> [Exercise]:
Turn every line of the material below into a JSON list of strings, one string per line, and leave out any blank lines.

>> BEGIN Materials provided

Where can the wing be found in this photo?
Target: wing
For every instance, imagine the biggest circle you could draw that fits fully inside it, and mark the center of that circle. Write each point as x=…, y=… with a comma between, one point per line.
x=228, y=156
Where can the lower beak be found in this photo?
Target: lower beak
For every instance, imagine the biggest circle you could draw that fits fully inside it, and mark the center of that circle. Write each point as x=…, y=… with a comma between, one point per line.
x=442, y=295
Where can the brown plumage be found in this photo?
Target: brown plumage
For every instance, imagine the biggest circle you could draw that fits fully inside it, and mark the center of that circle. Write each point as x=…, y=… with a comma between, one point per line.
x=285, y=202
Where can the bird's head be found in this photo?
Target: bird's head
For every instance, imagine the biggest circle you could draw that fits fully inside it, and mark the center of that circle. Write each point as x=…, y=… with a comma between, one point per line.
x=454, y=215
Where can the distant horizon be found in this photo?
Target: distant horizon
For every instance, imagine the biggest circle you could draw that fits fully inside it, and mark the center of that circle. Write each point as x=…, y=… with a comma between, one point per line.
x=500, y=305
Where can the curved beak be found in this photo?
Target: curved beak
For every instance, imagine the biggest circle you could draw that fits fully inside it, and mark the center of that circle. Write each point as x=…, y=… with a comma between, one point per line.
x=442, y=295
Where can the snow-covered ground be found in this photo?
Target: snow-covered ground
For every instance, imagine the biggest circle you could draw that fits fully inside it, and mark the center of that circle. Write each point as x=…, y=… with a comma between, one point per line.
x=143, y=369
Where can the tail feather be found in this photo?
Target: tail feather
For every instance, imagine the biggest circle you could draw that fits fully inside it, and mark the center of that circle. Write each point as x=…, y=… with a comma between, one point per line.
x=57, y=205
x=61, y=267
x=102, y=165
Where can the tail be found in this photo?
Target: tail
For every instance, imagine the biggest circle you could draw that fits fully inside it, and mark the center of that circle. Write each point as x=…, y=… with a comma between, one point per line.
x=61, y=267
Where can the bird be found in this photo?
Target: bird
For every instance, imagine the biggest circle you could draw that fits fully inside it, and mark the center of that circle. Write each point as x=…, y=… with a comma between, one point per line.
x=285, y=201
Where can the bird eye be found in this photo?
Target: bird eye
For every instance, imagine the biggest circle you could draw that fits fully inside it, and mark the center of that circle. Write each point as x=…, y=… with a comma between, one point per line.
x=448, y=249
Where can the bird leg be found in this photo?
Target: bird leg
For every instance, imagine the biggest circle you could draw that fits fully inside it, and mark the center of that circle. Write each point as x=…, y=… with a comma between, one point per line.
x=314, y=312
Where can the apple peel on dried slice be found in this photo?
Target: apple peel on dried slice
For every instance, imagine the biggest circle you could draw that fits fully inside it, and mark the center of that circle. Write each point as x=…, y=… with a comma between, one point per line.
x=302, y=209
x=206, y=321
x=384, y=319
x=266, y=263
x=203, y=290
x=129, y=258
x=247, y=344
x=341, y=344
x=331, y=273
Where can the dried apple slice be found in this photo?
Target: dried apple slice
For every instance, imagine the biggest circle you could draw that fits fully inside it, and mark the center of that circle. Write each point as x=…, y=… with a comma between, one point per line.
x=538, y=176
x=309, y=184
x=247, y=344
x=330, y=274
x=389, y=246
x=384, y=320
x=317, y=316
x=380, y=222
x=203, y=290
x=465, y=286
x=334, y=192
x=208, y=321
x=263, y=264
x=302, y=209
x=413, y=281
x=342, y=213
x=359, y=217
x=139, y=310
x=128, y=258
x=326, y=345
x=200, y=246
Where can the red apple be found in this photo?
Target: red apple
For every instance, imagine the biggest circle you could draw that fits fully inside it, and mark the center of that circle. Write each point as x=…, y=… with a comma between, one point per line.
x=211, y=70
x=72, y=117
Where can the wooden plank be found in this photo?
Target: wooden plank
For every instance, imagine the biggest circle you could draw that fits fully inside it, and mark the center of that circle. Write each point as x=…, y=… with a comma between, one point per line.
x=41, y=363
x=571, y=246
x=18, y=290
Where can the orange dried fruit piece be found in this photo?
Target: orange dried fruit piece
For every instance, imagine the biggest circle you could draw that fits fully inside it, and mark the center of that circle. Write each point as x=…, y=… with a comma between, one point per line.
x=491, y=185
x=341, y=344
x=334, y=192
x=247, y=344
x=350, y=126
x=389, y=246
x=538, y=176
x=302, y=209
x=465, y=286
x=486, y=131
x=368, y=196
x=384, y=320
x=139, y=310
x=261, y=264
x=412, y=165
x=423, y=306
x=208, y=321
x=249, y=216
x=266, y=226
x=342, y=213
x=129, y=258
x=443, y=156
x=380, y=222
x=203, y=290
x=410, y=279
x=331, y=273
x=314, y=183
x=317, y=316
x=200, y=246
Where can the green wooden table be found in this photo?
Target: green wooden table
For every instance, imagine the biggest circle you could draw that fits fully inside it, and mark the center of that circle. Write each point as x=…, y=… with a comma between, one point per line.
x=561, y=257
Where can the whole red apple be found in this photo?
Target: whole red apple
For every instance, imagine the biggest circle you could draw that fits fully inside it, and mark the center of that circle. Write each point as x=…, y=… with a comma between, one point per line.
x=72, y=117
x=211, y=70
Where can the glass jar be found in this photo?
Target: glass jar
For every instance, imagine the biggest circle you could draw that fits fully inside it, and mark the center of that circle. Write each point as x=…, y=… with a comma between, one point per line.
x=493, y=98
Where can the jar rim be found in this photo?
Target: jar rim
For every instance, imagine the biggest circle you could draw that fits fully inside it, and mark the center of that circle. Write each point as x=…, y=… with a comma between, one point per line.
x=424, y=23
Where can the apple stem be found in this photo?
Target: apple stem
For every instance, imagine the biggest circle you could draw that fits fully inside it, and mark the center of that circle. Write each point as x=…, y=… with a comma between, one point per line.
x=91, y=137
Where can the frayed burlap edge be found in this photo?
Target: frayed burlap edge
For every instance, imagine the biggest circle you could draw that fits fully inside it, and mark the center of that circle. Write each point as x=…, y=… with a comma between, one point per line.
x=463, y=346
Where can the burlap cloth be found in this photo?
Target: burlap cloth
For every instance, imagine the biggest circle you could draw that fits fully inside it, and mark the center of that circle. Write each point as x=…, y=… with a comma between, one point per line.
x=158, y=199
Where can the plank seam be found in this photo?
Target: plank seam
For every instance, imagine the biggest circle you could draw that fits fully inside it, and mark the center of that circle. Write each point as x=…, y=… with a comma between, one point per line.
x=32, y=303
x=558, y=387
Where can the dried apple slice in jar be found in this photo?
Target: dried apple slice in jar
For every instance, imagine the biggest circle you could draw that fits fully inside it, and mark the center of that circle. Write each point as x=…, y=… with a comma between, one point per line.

>> END Materials provided

> [Exercise answer]:
[
  "Where can the wing be found in this photo?",
  "Target: wing",
  "For every instance, imagine the biggest circle you could draw that fits fully inside it, and mark the center of that circle. Write each point as x=…, y=… with a comma between, one point per line.",
  "x=228, y=156",
  "Where can the lower beak be found in this photo?",
  "Target: lower beak",
  "For every instance, imagine the biggest circle you could draw that fits fully inside it, and mark the center of that circle. Write each point as x=…, y=… with a comma between, one point per line.",
  "x=442, y=295",
  "Where can the brown plumage be found in this photo?",
  "Target: brown plumage",
  "For every instance, imagine the biggest circle you could draw that fits fully inside it, and mark the center of that circle. Write each point as x=…, y=… with a comma between, one point per line.",
  "x=285, y=202",
  "Where can the bird's head be found in this photo?",
  "Target: bird's head",
  "For every instance, imagine the biggest circle you could draw that fits fully inside it, and mark the center of that circle. Write each point as x=…, y=… with a comma between, one point per line.",
  "x=454, y=215",
  "Where can the distant horizon be found in this photo?",
  "Target: distant horizon",
  "For every instance, imagine the biggest circle you could draw that fits fully inside it, and mark the center of that circle. Write each point as x=…, y=… with a comma between, one point per line.",
  "x=500, y=305",
  "Where can the curved beak be found in this photo?",
  "Target: curved beak",
  "For every instance, imagine the biggest circle you could draw that fits fully inside it, and mark the center of that circle. Write each point as x=…, y=… with a comma between, one point per line.",
  "x=442, y=295",
  "Where can the snow-covered ground be found in this photo?",
  "Target: snow-covered ground",
  "For every instance, imagine the biggest circle you could draw that fits fully inside it, and mark the center of that circle. Write each point as x=…, y=… with a comma between, one point per line.",
  "x=143, y=369",
  "Where can the tail feather be found in this photo?",
  "Target: tail feather",
  "For every instance, imagine the biggest circle you could draw that fits fully inside it, and mark the center of that circle. Write each point as x=…, y=… with a comma between, one point per line.",
  "x=57, y=205",
  "x=61, y=267",
  "x=102, y=165",
  "Where can the tail be found in this photo?",
  "Target: tail",
  "For every instance, imagine the biggest circle you could draw that fits fully inside it, and mark the center of that circle. Write each point as x=…, y=… with a comma between, one point per line.",
  "x=61, y=267",
  "Where can the bird be found in this photo?",
  "Target: bird",
  "For every instance, imagine the biggest circle you could draw that fits fully inside it, and mark the center of that circle. Write each point as x=…, y=… with a comma between, one point per line.",
  "x=285, y=201",
  "Where can the bird eye be found in this photo?",
  "Target: bird eye",
  "For every instance, imagine the biggest circle you could draw that fits fully inside it, and mark the center of that circle. Write each point as x=…, y=… with a comma between, one point per line.",
  "x=448, y=249",
  "Where can the bird leg be found in this photo?",
  "Target: bird leg",
  "For every instance, imagine the biggest circle you could draw that fits fully inside it, and mark the center of that circle. Write each point as x=…, y=… with a comma between, one point per line.",
  "x=314, y=312",
  "Where can the apple peel on dried slice be found in this photo?",
  "Target: apple peel on dried slice",
  "For every instance, imagine the biggest circle you could draw that fits fully inside it, and mark the center of that circle. Write each point as x=…, y=… with a comma between, one point per line.",
  "x=302, y=209",
  "x=206, y=321",
  "x=384, y=319",
  "x=266, y=263",
  "x=203, y=290",
  "x=129, y=258",
  "x=247, y=344",
  "x=341, y=344",
  "x=331, y=273",
  "Where can the dried apple slice be found in this photo?",
  "Target: dried apple slice",
  "For every instance, imagine the biggest circle you could draw that fits fully inside it, and mark the center of that circle. Write each point as x=…, y=… with a comma between, one point per line.",
  "x=538, y=176",
  "x=309, y=184",
  "x=247, y=344",
  "x=330, y=274",
  "x=389, y=246",
  "x=384, y=320",
  "x=317, y=316",
  "x=380, y=222",
  "x=203, y=290",
  "x=465, y=286",
  "x=334, y=192",
  "x=208, y=321",
  "x=263, y=264",
  "x=302, y=209",
  "x=413, y=281",
  "x=342, y=213",
  "x=359, y=217",
  "x=139, y=310",
  "x=128, y=258",
  "x=326, y=345",
  "x=200, y=246",
  "Where can the red apple be found in this photo?",
  "Target: red apple",
  "For every instance, imagine the biggest circle you could draw that fits fully inside it, and mark the center of that circle. Write each point as x=…, y=… with a comma between, one point per line.",
  "x=211, y=70",
  "x=72, y=117",
  "Where can the wooden plank be found in this photo?",
  "Target: wooden plank",
  "For every instance, imagine the biggest circle you could draw that fits fully inside it, and mark the center of that circle. Write each point as x=…, y=… with a comma between, one point per line.",
  "x=41, y=363",
  "x=571, y=246",
  "x=18, y=290",
  "Where can the orange dried fruit piece be found in this photo?",
  "Target: orange dried fruit piece",
  "For every instance, imagine the biggest circle you could draw that fits fully inside it, and mark the center of that circle. Write each point as x=…, y=… with a comma between, one point per line.",
  "x=491, y=185",
  "x=341, y=344",
  "x=334, y=192",
  "x=247, y=344",
  "x=350, y=126",
  "x=389, y=246",
  "x=538, y=176",
  "x=302, y=209",
  "x=465, y=286",
  "x=486, y=131",
  "x=368, y=196",
  "x=384, y=320",
  "x=139, y=310",
  "x=261, y=264",
  "x=412, y=165",
  "x=423, y=306",
  "x=208, y=321",
  "x=249, y=216",
  "x=266, y=226",
  "x=342, y=213",
  "x=129, y=258",
  "x=443, y=156",
  "x=380, y=222",
  "x=203, y=290",
  "x=410, y=279",
  "x=331, y=273",
  "x=314, y=183",
  "x=317, y=316",
  "x=200, y=246",
  "Where can the green wooden table be found in this photo?",
  "Target: green wooden table",
  "For every instance, imagine the biggest circle you could draw that fits fully inside it, and mark the center of that circle. Write each point as x=…, y=… with a comma between, one point per line.",
  "x=561, y=257",
  "Where can the whole red apple be found in this photo?",
  "Target: whole red apple",
  "For every instance, imagine the biggest circle you could draw that fits fully inside it, and mark the center of that circle. Write each point as x=…, y=… with a comma between, one point per line.",
  "x=72, y=117",
  "x=211, y=70",
  "Where can the glass jar be found in this photo?",
  "Target: glass jar",
  "For every instance, imagine the biggest circle you could draw that fits fully inside it, and mark the center of that circle. Write each point as x=…, y=… with a comma between, one point per line.",
  "x=493, y=98",
  "Where can the jar rim be found in this photo?",
  "Target: jar rim",
  "For every instance, imagine the biggest circle you could draw that fits fully inside it, and mark the center of that circle. Write each point as x=…, y=… with a comma between, one point per line.",
  "x=424, y=23",
  "Where can the apple stem be found in this photo?",
  "Target: apple stem",
  "For every instance, imagine the biggest circle you could draw that fits fully inside it, and mark the center of that circle. Write each point as x=…, y=… with a comma between, one point per line.",
  "x=91, y=137",
  "Where can the frayed burlap edge be found in this photo?",
  "Target: frayed burlap edge",
  "For every instance, imagine the biggest circle you could draw that fits fully inside it, and mark the center of that circle. Write each point as x=…, y=… with a comma between, one point per line.",
  "x=463, y=346",
  "Where can the burlap cloth be found in this photo?",
  "Target: burlap cloth",
  "For every instance, imagine the biggest circle you could draw that fits fully inside it, and mark the center of that circle. Write each point as x=…, y=… with a comma between, one point per line.",
  "x=158, y=199",
  "Where can the plank seam be found in this photo?",
  "Target: plank seam",
  "For every instance, imagine the biggest circle you could draw that fits fully inside it, and mark the center of that circle. Write each point as x=…, y=… with a comma between, one point per line.",
  "x=32, y=303",
  "x=558, y=387",
  "Where can the dried apple slice in jar be found in this photo?",
  "Target: dried apple slice in jar",
  "For every instance, imagine the biggest circle you could draw that fits fully inside it, and mark the center of that circle. Write each point as x=…, y=… with a comma between, one point per line."
]